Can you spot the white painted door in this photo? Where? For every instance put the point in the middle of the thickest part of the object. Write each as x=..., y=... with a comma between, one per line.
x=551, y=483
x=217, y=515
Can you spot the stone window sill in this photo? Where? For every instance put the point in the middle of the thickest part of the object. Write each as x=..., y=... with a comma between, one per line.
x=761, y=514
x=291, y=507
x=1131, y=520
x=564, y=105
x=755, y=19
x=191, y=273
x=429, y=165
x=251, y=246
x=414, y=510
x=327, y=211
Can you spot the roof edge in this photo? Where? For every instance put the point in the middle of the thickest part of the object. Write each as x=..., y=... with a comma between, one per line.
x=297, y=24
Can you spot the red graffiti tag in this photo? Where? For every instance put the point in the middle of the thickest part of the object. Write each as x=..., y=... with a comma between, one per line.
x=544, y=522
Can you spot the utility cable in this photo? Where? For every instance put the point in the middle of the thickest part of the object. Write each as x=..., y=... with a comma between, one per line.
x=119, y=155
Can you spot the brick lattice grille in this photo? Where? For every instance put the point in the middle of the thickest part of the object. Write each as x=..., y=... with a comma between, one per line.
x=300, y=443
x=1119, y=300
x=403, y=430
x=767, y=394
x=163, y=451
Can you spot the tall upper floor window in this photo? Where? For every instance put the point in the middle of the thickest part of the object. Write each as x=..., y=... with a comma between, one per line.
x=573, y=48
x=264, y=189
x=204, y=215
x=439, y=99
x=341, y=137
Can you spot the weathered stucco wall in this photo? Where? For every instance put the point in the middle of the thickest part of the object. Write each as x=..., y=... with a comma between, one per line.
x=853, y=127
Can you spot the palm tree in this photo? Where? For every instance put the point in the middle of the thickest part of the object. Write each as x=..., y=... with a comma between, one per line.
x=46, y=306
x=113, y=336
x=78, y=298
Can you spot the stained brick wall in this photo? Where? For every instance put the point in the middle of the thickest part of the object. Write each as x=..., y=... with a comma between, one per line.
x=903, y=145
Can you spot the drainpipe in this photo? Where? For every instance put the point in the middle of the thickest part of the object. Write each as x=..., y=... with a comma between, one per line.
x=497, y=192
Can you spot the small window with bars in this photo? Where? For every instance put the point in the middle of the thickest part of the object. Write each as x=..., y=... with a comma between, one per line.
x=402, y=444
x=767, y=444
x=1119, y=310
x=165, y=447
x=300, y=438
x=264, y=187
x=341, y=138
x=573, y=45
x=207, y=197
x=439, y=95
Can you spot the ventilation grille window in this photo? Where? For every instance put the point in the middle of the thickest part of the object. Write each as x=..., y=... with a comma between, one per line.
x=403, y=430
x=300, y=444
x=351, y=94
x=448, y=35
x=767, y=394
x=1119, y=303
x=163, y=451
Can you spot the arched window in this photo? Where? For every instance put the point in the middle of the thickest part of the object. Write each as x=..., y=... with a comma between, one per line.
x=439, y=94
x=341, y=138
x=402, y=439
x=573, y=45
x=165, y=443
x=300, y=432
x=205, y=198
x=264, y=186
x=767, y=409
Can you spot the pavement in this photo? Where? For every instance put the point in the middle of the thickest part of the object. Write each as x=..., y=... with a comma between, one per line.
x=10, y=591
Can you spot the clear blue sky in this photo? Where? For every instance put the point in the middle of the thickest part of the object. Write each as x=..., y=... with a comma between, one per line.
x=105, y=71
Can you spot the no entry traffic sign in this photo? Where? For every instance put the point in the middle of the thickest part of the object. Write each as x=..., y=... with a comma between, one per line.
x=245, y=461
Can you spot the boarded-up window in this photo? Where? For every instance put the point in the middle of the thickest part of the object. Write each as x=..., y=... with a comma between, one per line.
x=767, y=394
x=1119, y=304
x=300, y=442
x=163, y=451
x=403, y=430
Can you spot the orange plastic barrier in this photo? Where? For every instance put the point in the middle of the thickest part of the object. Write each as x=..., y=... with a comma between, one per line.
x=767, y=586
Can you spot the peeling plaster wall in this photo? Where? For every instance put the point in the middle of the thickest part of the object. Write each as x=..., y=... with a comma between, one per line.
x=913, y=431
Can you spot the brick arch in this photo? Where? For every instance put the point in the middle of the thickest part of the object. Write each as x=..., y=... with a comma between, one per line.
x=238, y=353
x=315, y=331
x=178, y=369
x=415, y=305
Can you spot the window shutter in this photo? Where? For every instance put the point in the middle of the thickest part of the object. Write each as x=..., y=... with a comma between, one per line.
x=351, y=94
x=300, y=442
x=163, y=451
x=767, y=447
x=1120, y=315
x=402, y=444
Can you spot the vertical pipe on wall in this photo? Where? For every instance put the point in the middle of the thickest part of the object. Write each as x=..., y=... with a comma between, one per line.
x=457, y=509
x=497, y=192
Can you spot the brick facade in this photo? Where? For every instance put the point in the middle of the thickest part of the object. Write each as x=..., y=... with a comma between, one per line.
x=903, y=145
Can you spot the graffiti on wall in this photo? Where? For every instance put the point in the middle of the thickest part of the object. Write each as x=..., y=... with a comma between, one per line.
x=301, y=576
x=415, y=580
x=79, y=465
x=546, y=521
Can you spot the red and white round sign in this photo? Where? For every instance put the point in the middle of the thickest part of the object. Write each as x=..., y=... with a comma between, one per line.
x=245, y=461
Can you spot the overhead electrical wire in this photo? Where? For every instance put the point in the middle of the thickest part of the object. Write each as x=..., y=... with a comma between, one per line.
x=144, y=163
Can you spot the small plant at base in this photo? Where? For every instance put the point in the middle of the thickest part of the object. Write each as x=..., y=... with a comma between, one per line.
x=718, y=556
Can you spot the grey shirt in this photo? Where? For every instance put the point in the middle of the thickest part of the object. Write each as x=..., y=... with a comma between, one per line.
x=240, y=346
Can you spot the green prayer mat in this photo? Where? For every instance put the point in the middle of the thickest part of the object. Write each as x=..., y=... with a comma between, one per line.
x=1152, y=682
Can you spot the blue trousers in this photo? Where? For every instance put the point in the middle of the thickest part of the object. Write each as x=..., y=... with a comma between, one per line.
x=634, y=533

* * * * * * *

Seu objetivo - Você pode reescrever somente o trecho do material que começa na linha que contém "Can you spot the boarded-up" e termina na linha que contém "x=913, y=431", incluindo ambas e mantendo os pedidos, mas aumentando em 127 cada coordenada das respostas?

Solução abaixo -
Can you spot the boarded-up window in this photo? Where? For every instance put the point in the middle of the thickest part of the object. Write each as x=..., y=... with a comma between, one per line.
x=894, y=521
x=1246, y=431
x=427, y=569
x=290, y=578
x=530, y=557
Can you spot the orange plastic barrier in this photo? Where? For every instance put the point in the middle of the thickest part of the object. Write each as x=..., y=... with a comma between, one per line.
x=894, y=713
Can you spot the peeling plaster wall in this photo? Where? For every instance put the point in the middle of the thickest part of the object. Write each as x=..., y=... with a comma between, one per line.
x=1040, y=558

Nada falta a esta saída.